* **ABOUT THIS TASK**
Write out, word for word, only the lines from the one with "If you could place a marker on the green moss" to the end of the data below.

Photo-based referring expression data:
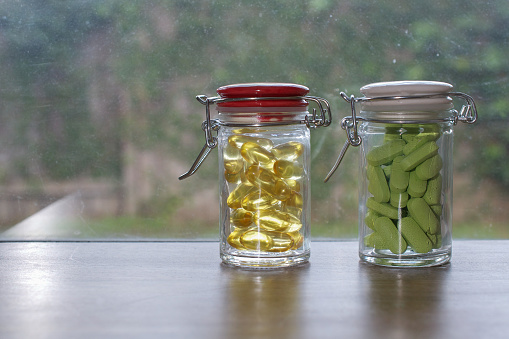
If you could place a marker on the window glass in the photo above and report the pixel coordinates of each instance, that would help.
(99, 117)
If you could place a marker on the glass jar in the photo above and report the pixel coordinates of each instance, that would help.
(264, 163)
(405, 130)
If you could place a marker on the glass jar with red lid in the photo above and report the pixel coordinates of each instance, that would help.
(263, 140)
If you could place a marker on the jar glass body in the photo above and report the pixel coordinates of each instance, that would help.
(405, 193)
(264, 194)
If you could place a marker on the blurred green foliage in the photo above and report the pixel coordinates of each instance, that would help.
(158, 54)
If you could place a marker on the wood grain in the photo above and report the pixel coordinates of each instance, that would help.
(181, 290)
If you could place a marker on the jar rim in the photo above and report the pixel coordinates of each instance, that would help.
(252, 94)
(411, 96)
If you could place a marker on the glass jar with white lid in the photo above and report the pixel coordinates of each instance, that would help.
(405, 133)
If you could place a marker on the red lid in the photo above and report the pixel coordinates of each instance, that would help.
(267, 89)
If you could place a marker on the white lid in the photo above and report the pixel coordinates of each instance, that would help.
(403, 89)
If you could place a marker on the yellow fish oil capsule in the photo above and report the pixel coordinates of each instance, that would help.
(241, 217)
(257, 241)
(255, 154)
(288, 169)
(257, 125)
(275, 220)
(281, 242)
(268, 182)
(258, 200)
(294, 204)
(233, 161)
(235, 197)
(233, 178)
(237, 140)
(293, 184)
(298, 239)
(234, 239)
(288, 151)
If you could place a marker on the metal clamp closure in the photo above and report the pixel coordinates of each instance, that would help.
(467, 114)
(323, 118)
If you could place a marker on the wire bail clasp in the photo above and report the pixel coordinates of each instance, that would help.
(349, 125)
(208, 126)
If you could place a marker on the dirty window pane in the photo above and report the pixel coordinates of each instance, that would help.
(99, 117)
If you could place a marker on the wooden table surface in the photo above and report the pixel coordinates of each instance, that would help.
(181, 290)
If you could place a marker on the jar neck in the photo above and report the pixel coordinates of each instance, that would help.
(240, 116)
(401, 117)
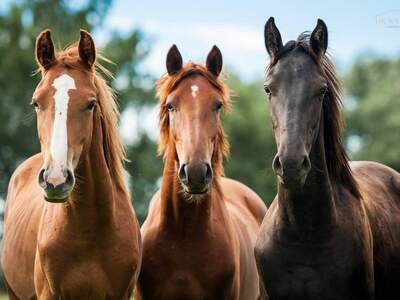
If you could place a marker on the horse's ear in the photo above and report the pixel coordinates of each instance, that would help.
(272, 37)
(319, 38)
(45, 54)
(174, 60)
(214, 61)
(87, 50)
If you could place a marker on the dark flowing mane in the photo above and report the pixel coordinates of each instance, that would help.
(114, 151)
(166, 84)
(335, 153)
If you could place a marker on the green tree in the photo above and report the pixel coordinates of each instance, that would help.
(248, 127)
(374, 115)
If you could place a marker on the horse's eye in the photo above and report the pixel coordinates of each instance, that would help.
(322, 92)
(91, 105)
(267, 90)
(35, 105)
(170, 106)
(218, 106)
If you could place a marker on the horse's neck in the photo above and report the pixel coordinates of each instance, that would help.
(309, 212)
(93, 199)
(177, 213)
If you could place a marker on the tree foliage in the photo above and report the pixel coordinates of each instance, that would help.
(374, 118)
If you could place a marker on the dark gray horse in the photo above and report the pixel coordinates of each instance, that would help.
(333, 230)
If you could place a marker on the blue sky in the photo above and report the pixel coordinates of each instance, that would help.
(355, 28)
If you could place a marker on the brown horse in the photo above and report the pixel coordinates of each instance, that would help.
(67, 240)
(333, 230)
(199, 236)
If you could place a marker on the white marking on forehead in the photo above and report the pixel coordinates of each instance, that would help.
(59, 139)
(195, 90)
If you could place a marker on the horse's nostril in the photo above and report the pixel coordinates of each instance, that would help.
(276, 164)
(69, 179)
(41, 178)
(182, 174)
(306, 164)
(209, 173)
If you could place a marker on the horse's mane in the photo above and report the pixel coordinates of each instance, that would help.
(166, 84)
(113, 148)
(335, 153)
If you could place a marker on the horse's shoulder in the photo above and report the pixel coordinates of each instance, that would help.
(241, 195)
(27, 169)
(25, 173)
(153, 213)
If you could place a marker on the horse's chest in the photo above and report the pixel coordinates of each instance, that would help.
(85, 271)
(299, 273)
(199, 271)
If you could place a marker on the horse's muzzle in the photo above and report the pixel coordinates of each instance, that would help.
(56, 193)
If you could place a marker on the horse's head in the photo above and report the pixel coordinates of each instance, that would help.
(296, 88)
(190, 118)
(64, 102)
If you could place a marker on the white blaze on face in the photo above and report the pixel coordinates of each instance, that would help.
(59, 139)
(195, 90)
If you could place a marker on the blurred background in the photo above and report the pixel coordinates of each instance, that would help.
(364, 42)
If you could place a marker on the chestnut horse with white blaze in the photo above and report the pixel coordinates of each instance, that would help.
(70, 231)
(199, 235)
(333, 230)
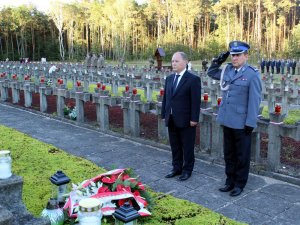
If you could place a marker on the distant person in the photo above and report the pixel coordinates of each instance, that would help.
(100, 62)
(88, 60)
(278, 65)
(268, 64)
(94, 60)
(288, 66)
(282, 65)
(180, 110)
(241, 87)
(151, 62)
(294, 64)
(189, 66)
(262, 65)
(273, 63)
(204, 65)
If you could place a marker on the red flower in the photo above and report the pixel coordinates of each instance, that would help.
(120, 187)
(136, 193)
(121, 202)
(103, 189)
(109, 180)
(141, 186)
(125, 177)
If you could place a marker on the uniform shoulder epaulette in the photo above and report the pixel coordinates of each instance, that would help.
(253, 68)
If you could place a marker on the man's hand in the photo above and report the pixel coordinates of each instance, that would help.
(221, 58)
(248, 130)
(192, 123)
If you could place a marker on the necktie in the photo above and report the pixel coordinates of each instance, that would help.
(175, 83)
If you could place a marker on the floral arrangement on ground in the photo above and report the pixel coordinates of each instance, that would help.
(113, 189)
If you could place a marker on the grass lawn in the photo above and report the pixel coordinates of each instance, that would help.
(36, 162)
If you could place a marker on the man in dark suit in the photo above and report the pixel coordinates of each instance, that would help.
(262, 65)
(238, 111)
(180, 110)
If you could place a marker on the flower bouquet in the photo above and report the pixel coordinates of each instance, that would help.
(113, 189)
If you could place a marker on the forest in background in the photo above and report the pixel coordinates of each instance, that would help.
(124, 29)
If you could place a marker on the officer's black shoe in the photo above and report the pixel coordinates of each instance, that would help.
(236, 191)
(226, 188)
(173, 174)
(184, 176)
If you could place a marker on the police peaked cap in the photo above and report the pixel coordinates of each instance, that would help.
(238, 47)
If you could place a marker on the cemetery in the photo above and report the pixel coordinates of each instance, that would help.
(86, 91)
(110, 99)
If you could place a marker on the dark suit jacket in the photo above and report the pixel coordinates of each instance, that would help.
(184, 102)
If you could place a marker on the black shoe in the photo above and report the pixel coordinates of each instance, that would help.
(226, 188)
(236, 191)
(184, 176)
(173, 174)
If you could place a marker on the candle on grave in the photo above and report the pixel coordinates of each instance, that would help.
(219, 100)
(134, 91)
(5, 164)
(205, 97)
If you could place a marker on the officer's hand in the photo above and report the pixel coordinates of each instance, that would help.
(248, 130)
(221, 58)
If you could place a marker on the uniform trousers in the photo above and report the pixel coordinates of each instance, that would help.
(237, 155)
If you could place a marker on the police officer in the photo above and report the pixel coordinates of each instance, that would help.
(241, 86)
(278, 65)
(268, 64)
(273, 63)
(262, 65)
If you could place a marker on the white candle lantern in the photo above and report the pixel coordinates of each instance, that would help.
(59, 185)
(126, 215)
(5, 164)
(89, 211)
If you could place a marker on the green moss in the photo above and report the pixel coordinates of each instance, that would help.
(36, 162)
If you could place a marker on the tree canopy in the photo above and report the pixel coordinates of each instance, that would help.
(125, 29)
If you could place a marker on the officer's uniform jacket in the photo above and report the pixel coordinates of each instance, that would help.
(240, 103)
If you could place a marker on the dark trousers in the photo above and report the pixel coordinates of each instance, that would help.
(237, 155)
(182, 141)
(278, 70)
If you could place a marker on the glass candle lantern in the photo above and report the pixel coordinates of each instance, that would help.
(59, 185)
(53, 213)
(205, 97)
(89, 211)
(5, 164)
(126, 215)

* **OUTPUT**
If you could place a marker on the green moss in the photo above and report the pixel coordinates of each instance, that would help.
(36, 162)
If you could place a marker on the tree canopy in the photo above and report the pixel coordinates of each instance, that would help.
(125, 29)
If you could place a marker on the officer's uniform jacket in the photo above and report the pixel coordinates of each instance, that would help.
(240, 103)
If you could place a marker on the dark trousers in the photo above and report the pixel coordinates of each instance, that would help.
(237, 155)
(182, 141)
(278, 70)
If you could place a marker on the glass candle lantern in the photo above and report the pixel coordinates of each instance, that would help.
(59, 185)
(53, 213)
(205, 97)
(89, 211)
(5, 164)
(126, 215)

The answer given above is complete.